(Coordinate labeling data)
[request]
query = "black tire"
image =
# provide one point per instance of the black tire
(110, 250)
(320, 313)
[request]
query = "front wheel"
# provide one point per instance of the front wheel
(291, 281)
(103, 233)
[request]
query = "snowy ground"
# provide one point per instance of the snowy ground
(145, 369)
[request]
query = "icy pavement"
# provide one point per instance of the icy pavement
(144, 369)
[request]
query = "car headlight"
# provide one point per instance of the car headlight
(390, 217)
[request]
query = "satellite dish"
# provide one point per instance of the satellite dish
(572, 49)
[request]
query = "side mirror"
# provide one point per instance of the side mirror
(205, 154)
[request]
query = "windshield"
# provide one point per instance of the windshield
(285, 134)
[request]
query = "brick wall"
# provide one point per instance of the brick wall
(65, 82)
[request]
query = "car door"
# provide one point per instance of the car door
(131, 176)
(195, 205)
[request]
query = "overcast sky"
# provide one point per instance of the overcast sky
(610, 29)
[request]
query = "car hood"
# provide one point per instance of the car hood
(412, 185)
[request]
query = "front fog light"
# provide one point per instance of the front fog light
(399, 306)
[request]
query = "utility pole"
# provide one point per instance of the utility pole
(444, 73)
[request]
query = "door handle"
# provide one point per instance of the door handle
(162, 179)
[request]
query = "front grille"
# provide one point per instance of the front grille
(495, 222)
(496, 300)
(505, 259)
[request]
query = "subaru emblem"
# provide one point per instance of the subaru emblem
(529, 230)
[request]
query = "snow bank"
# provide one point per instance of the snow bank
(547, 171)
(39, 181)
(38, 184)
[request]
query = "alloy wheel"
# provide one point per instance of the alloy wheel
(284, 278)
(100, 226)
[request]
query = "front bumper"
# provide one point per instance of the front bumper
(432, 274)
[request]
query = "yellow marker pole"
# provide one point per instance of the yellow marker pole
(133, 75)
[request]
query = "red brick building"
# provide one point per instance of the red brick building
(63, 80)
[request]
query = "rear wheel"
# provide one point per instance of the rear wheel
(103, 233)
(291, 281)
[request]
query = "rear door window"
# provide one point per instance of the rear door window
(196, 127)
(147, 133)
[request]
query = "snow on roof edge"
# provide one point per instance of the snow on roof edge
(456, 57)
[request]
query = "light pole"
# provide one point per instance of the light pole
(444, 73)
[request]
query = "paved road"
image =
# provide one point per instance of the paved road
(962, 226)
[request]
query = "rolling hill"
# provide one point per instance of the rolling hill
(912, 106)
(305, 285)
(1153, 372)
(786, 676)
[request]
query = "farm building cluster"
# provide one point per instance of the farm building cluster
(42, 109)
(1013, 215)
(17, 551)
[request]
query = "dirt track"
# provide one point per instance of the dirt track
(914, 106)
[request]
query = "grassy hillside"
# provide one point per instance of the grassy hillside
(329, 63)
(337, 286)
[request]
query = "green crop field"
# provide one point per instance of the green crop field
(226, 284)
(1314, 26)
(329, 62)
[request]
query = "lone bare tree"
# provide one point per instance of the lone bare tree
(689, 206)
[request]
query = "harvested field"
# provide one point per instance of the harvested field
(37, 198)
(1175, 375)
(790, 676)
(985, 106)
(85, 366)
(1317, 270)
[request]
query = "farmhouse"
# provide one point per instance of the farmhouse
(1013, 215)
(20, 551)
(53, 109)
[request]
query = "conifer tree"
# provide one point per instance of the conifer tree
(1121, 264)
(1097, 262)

Objective: Transcribe the whole listing with nothing added or left out.

Response to the exercise:
[request]
query = "black tire"
image =
# provide one point per instance of the black tire
(110, 250)
(320, 313)
[request]
query = "front wheel"
# provide one point per instance of the front wheel
(291, 281)
(103, 233)
[request]
query = "snowy ground"
# provide one point per instance of the snowy ground
(145, 369)
[request]
query = "icy pavement"
# provide one point per instance of the icy pavement
(144, 369)
[request]
query = "car headlight"
# provide one point per instance of the car headlight
(390, 217)
[request]
query = "satellite dish"
# provide one point per instance of the satellite dish
(572, 49)
[request]
query = "side mirror"
# provide one point per instance of the side mirror
(205, 154)
[request]
query = "windshield"
# provide one point per instance of the windshield
(285, 134)
[request]
query = "brick wall"
# provide one point per instance of the brick wall
(65, 82)
[request]
query = "car door"
# provide one point per instance of the car door
(131, 176)
(195, 205)
[request]
query = "overcast sky"
# provide one point per instance of the overcast sky
(610, 29)
[request]
query = "car hood"
# provide one point per instance of the car hood
(412, 185)
[request]
query = "front fog light"
# provide one point per instance of the front fog light
(399, 306)
[request]
query = "utility pole"
# provide one point per instance of the utility pole
(444, 73)
[request]
query = "door handle"
# provide one point per instance of the door handle
(162, 179)
[request]
query = "front grille"
# provide one point per instance of the front grille
(495, 222)
(496, 300)
(505, 259)
[request]
query = "subaru emblem"
# provide one point per instance of the subaru emblem
(529, 230)
[request]
query = "snow bank"
# provide one point per instance of the snow bank
(547, 171)
(39, 181)
(38, 184)
[request]
query = "alloy wheel"
# provide one point per instance of the alloy wheel
(284, 278)
(100, 226)
[request]
query = "front bumper"
# provide one point per instance of the front bumper
(432, 274)
[request]
query = "yellow marker pole"
# provide one point per instance of the yellow marker pole
(133, 75)
[request]
query = "red brick building"
# provide one point per instance of the red brick building
(63, 80)
[request]
query = "rear wheel"
# provide one point per instance of the rear wheel
(103, 233)
(291, 281)
[request]
query = "rear door window"
# provide one point per instance of the rear door window
(196, 127)
(147, 133)
[request]
query = "snow on roof edge"
# provide one point per instance of the snow on roof edge
(456, 57)
[request]
query = "light pole"
# provide one point per instance of the light pole
(444, 73)
[request]
query = "paved road"
image =
# provide one point per instance of the paved road
(962, 226)
[request]
query = "rolling hill"
# provide one point per instance of the rolling hill
(912, 106)
(305, 285)
(1153, 372)
(786, 676)
[request]
query = "farm building cluster"
# provide one point per instance of the farm building cluster
(42, 109)
(1013, 215)
(17, 551)
[request]
query = "dirt track"
# provide one point per instance of the dirt track
(914, 106)
[request]
query = "grassy hillside"
# provide one point per instance of the grassy hillside
(329, 63)
(337, 286)
[request]
query = "green crop field"
# provide one point per instance of the green crop field
(226, 284)
(1314, 26)
(329, 62)
[request]
query = "lone bare tree"
# provide one point per instance of the lone bare tree
(689, 206)
[request]
query = "harvested field"
# provide one point per instance of the harvested field
(37, 198)
(1175, 375)
(790, 676)
(985, 106)
(85, 366)
(1317, 270)
[request]
query = "farmhouse"
# provide one point per instance of the farmhouse
(1013, 215)
(20, 551)
(53, 109)
[request]
query = "conifer tree"
# provide one point per instance of the conifer tree
(1121, 264)
(1097, 262)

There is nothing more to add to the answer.